SOURCE EXTRACT:
_ _ _ _
Bitcoin (BTC) begins a new week with a bullish surge above $22,000 as the United States Federal Reserve injects liquidity into the U.S. economy.
In a move which can rival any classic Bitcoin comeback, BTC/USD is up a full 15% off the two-month lows seen on March 10.
The volatility — and temporary relief for bulls — is due to events in the U.S. after the failure of one bank and the forced shutting of another.
Silicon Valley Bank (SVB) and Signature Bank are the latest victims in a brutal year for financial institutions under the Fed’s rising interest rates — will the trend continue?
Despite Signature being crypto-focused and a major on-ramp from fiat, crypto markets have so far seen no reason to abandon optimism at the prospect of the Fed providing fresh money.
Not everyone believes this constitutes a “pivot” on interest rate hikes or overall policy.
As the dust continues to settle and news floods in from the ongoing events, Cointelegraph breaks down the main factors moving BTC’s price in the short term.
Fed bails out Silicon Valley Bank depositors
The story of the moment is, of course, the fallout from Silicon Valley Bank (SVB) failing on March 10.
Swallowing hundreds of billions of dollars in deposits, SVB was forced to take a massive $1.8 billion loss thanks to parking consumer funds in mortgage-backed securities, the price of which also suffered during the Fed’s rate hikes.
A snowball effect soon began as depositors became wary that something might be wrong regarding liquidity. Everyone attempted to withdraw from SVB at once, and the funds were unavailable, necessitating the sale of assets at a loss and an emergency funding round which ultimately failed.
The result has come from the Fed stepping in to backstop depositors’ money. On March 12, it announced the “Bank Term Funding Program” (BTFP).
_ _ _ _
[Stored data]
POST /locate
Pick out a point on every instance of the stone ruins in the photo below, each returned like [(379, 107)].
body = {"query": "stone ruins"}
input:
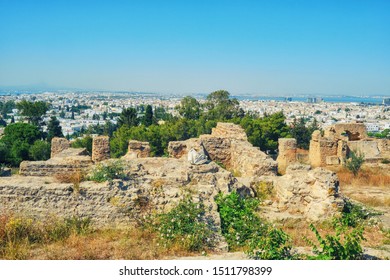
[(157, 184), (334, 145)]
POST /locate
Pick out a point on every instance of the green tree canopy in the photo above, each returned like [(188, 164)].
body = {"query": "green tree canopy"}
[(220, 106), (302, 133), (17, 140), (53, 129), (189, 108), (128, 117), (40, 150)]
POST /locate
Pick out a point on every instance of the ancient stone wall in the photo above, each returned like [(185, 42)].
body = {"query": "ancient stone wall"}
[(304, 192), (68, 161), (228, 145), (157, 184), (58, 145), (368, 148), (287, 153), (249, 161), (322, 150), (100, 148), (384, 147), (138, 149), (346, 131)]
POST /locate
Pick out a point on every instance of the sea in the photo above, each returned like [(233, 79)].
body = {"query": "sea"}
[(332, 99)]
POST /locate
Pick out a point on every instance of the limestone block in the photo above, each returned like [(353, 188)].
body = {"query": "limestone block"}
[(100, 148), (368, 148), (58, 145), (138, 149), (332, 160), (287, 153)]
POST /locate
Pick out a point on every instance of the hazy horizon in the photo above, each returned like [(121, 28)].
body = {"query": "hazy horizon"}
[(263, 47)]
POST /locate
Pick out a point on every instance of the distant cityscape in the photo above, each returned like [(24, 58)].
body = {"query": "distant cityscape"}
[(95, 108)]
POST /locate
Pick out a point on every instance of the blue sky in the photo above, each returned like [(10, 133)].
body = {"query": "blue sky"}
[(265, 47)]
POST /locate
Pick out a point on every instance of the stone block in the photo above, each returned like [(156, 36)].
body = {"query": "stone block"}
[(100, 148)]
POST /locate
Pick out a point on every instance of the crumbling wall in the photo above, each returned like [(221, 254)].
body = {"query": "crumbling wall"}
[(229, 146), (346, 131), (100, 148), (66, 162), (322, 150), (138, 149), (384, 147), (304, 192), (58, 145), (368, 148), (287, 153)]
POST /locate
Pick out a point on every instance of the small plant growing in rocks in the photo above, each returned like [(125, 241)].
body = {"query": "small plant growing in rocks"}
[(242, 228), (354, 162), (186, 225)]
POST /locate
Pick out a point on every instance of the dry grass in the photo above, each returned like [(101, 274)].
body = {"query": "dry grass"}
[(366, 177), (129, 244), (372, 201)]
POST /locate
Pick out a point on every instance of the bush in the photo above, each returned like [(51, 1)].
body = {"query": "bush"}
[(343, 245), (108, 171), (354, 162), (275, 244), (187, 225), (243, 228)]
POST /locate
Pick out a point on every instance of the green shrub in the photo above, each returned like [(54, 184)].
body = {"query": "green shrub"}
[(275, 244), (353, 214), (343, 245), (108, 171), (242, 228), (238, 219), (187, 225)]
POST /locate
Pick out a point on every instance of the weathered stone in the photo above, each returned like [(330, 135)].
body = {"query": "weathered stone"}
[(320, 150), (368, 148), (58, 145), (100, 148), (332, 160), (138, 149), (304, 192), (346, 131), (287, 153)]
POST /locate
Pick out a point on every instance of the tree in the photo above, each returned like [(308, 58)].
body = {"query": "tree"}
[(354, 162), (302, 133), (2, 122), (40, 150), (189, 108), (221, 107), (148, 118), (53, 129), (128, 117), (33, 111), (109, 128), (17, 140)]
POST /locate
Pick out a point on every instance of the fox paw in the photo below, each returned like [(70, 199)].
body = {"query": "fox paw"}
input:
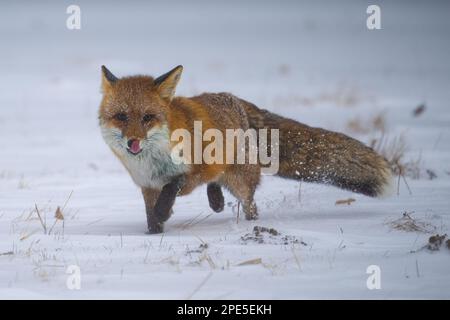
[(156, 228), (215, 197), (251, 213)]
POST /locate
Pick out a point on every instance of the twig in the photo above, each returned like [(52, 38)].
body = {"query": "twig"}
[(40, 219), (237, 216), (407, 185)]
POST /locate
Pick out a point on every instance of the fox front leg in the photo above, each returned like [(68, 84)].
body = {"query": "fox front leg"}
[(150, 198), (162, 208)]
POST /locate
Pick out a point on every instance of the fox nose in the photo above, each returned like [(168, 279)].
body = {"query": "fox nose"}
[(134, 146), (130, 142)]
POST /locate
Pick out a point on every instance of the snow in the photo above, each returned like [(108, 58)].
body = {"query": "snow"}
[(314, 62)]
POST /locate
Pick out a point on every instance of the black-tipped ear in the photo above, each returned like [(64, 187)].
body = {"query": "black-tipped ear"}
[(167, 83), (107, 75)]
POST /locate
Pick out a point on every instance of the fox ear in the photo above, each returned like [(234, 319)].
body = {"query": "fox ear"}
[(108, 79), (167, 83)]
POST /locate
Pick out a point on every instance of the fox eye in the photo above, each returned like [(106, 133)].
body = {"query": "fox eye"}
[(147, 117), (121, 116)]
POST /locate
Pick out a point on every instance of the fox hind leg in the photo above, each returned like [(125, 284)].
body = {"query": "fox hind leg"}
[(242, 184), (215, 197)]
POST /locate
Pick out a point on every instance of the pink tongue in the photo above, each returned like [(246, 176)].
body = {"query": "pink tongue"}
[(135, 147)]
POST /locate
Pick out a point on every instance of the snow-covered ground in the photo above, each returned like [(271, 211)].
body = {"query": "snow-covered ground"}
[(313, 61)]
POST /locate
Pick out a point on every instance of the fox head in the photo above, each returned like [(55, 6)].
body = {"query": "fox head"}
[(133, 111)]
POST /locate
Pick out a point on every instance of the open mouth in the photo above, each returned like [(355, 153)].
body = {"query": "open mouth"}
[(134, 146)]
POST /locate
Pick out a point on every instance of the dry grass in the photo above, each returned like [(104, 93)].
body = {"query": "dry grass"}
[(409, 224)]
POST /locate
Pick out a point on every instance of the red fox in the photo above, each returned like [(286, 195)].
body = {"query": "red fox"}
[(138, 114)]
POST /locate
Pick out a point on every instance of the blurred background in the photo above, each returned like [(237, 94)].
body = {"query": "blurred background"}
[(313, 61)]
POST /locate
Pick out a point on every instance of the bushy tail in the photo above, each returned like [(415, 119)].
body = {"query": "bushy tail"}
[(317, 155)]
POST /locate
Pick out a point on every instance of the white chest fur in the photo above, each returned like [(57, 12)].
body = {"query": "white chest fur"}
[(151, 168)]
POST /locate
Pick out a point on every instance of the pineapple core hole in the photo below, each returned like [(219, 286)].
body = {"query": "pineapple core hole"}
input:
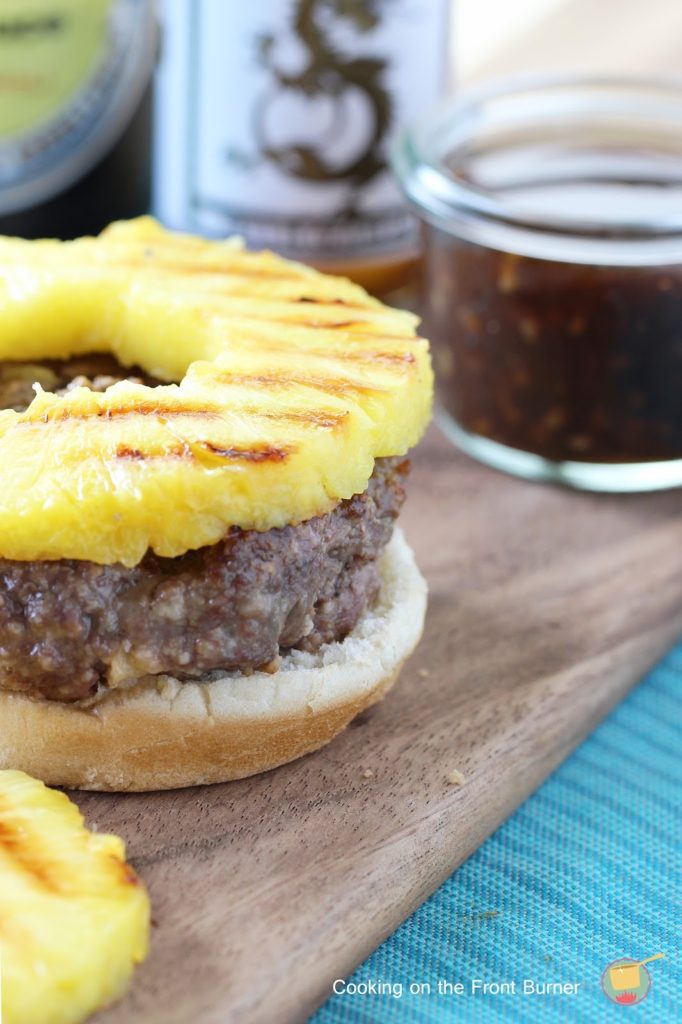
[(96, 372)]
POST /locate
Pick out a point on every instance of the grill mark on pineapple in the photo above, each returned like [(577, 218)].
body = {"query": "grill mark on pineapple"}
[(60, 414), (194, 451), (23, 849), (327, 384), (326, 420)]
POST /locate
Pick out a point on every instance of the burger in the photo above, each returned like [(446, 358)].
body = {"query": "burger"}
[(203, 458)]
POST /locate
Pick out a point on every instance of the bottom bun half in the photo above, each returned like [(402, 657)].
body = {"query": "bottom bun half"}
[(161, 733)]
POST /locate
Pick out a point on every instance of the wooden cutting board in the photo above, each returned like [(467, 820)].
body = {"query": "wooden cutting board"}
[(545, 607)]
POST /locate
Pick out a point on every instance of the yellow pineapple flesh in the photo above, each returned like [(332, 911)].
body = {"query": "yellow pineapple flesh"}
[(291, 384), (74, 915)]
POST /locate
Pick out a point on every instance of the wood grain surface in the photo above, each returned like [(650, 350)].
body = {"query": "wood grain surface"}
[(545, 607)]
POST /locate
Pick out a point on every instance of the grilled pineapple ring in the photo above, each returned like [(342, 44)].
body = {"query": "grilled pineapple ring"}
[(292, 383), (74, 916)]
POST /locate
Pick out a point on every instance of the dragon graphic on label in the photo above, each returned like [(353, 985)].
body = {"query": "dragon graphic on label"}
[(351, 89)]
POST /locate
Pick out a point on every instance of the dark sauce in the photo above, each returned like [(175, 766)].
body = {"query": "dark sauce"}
_ _ _ _
TO-DO LIST:
[A] According to the Bitcoin article, on what date did the Fed announce the Bank Term Funding Program?
[B] Copy the listing word for word, from its first line through the line containing "[(157, 184), (334, 145)]", including both of those lines. Leave the pictures out.

RESPONSES FOR EACH TASK:
[A] March 12.

[B]
POST /locate
Pick out a point on every instance of the stone ruins in the photo below, each returned like [(379, 107)].
body = {"query": "stone ruins"}
input:
[(157, 184), (334, 145)]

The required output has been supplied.